[Begin Data supplied]

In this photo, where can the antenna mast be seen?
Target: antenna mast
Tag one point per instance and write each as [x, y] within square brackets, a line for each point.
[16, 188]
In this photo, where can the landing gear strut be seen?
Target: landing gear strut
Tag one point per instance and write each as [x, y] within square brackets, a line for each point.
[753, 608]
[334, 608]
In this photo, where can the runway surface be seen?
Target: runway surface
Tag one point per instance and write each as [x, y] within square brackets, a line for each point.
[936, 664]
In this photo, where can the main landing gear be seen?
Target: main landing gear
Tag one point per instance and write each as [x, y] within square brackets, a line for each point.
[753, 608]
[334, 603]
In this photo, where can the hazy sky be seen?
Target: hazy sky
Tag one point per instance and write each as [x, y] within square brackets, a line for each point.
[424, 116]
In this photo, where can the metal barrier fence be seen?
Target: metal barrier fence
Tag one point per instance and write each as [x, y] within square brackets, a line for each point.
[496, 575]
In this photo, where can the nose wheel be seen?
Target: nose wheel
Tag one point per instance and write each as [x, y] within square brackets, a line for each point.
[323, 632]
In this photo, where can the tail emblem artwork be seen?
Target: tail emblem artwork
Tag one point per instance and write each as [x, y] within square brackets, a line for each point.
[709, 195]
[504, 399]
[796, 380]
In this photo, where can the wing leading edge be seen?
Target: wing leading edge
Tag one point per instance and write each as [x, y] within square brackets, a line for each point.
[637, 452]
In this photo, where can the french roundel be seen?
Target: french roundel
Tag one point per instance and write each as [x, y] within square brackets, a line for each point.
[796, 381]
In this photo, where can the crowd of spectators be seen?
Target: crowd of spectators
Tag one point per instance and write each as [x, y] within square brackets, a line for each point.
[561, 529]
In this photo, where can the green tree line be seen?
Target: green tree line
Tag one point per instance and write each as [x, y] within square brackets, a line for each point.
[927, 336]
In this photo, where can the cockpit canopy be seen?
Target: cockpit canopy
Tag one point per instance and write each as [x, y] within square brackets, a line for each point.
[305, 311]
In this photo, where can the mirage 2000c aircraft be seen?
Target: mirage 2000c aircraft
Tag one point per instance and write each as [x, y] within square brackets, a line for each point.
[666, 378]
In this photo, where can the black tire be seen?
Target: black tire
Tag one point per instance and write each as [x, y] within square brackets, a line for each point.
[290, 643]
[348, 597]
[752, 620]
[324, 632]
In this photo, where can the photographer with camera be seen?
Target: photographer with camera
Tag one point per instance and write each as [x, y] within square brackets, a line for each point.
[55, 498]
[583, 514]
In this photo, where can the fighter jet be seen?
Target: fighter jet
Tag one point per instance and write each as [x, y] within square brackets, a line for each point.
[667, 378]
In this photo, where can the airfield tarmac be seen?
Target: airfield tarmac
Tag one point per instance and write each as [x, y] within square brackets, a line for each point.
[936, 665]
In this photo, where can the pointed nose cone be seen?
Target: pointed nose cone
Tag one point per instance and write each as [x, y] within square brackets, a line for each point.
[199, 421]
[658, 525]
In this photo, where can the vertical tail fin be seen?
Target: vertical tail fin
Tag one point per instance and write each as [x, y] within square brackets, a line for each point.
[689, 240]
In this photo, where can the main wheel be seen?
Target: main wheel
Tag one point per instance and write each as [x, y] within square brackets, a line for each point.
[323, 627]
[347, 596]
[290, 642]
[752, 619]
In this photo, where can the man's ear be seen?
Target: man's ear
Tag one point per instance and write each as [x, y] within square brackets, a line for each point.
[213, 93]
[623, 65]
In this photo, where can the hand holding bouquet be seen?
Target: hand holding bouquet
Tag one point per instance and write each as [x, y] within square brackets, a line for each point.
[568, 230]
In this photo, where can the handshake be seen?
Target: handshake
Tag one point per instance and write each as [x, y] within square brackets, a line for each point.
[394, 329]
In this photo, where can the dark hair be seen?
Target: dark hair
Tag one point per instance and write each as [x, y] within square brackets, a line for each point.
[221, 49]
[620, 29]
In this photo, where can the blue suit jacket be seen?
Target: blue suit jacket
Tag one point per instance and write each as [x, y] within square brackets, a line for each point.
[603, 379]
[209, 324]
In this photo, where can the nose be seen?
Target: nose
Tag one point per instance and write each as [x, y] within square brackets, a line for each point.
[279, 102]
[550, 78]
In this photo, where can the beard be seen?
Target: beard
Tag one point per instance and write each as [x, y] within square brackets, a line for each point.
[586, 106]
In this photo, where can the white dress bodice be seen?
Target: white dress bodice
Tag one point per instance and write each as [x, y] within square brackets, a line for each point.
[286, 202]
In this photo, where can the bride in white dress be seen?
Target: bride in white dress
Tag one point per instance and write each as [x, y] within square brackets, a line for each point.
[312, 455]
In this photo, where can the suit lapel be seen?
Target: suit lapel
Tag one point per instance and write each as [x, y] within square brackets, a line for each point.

[End Data supplied]

Do this
Please quote the data above in full, with no line missing.

Written response
In this photo, where can the antenna mast be seen?
Target: antenna mast
Tag one point per instance and write each as [x, y] within square brackets, a line for each point.
[16, 188]
In this photo, where can the landing gear strut be seen?
Target: landing gear strut
Tag one point per instance and write each as [x, y] within square brackets, a line for each point.
[753, 608]
[334, 608]
In this photo, where can the runway surface be seen?
Target: runway surface
Tag one point per instance and write each as [x, y] within square brackets, a line for each point.
[936, 664]
In this photo, where can the main landing gear be seen?
Target: main landing gear
Tag one point per instance and write each as [x, y] within square brackets, a line for each point.
[753, 608]
[334, 603]
In this photo, where can the hazy sky be seen?
Target: hazy sky
Tag one point per instance and write each as [x, y] within square brackets, a line for each point.
[424, 116]
In this photo, where can the metal barrier fence be seen?
Target: metal barrier fence
Tag one point per instance and write each as [x, y] within square brackets, a line for each point.
[496, 575]
In this photo, where can the nose wheel be seen?
Target: nose wheel
Tag one point per instance and write each as [x, y] within square brackets, a line for each point.
[323, 632]
In this photo, where can the tail emblem artwork be seen?
Target: tail emblem artwork
Tag one point per instance and write each as [x, y] within square brackets, a line for each point.
[709, 195]
[504, 399]
[796, 380]
In this photo, where can the wing leading edge be seen?
Target: wing leading edge
Tag one point per instance and write each as [x, y] within square brackets, a line for each point.
[637, 452]
In this photo, where can the french roundel be seen?
Target: french roundel
Tag one point per instance and write each as [x, y] within square brackets, a line for each point.
[796, 381]
In this photo, where can the crowd of spectators be seen?
Target: crowd of spectators
Tag one point per instance and write each as [x, y] within square brackets, a line for each point.
[561, 529]
In this photo, where can the green tree line be seen?
Target: green tree line
Tag one point per instance and write each as [x, y] within square brackets, a line for each point.
[927, 336]
In this photo, where can the cockpit canopy be seen?
Target: cockpit canopy
Tag one point per instance and write each as [x, y] within square brackets, a line for each point.
[305, 311]
In this photo, where can the mirage 2000c aircraft be seen?
Target: mirage 2000c aircraft
Tag one point per instance and write each as [x, y] within square brackets, a line for each point.
[666, 378]
In this photo, where can the black tire be seen?
Target: black tire
Tag one point per instance and write each as [x, y] within square brackets, a line for each point.
[290, 643]
[348, 597]
[752, 620]
[324, 632]
In this photo, where can the photographer with camera be seen?
Target: photographer with camera
Tag one point per instance and write each as [x, y] within square brackets, a line for each point.
[55, 498]
[583, 514]
In this photo, where can the fighter jet be seen?
Target: fighter jet
Tag one point per instance and write each as [x, y] within square brackets, a line for each point.
[667, 378]
In this photo, where can the airfield tarmac be seen?
Target: airfield tarmac
Tag one point per instance and write each as [x, y] within square brackets, a line for each point.
[936, 665]
In this photo, where can the pointed nose cone be seen?
Target: pointed nose cone
Tag one point per instance and write each as [x, y] within square brackets, a line for each point.
[199, 421]
[658, 525]
In this photo, where can the vertical tail fin be seen?
Target: vertical tail fin
Tag one point per instance and write each as [x, y] within square brackets, a line for each point.
[689, 240]
In this photo, where can the main wheel be seen?
Target: main wheel
Tag one point per instance and write each as [x, y] within square brackets, a line for each point.
[323, 627]
[347, 596]
[290, 642]
[752, 619]
In this photo, where can the man's ear be seen?
Target: man's ear
Tag one point per instance and write each as [x, y] within square brackets, a line for each point.
[213, 93]
[623, 65]
In this photo, where can the hand holding bouquet be seen?
Target: hand holding bouquet
Tag one point per instance and write each as [x, y] within square brackets, a line for each point.
[568, 230]
In this photo, where can the handshake be seen?
Target: handshake
Tag one point per instance and write each as [x, y] within square brackets, a line for each point.
[394, 329]
In this photo, where can the dark hair be seen?
Target: dark hair
Tag one point per instance and write each as [x, y] within square brackets, a line for each point.
[221, 49]
[620, 29]
In this photo, where can the blue suit jacket be seen?
Target: blue suit jacket
Tag one point per instance and write each as [x, y] within square brackets, a line for each point.
[603, 379]
[209, 324]
In this photo, where can the nose be seen?
Target: nose
Tag one point per instance and write each as [x, y] within square brackets, a line for each point.
[279, 102]
[550, 78]
In this photo, where can the beard be seen?
Target: beard
Tag one point per instance and write each as [x, y] within square brackets, a line for each point.
[586, 106]
In this photo, where can the white dress bodice be seen?
Target: white dress bodice
Tag one point per instance and write each as [x, y] within square brackets, a line for each point.
[286, 202]
In this photo, where can the bride in white dress be seen?
Target: bride in white dress
Tag one point per instance and write each as [x, y] within square brackets, a line for each point.
[312, 455]
In this photo, where can the suit lapel be seen?
Target: suit lapel
Tag one point per instance and write each as [x, y] within square brackets, a line for each point.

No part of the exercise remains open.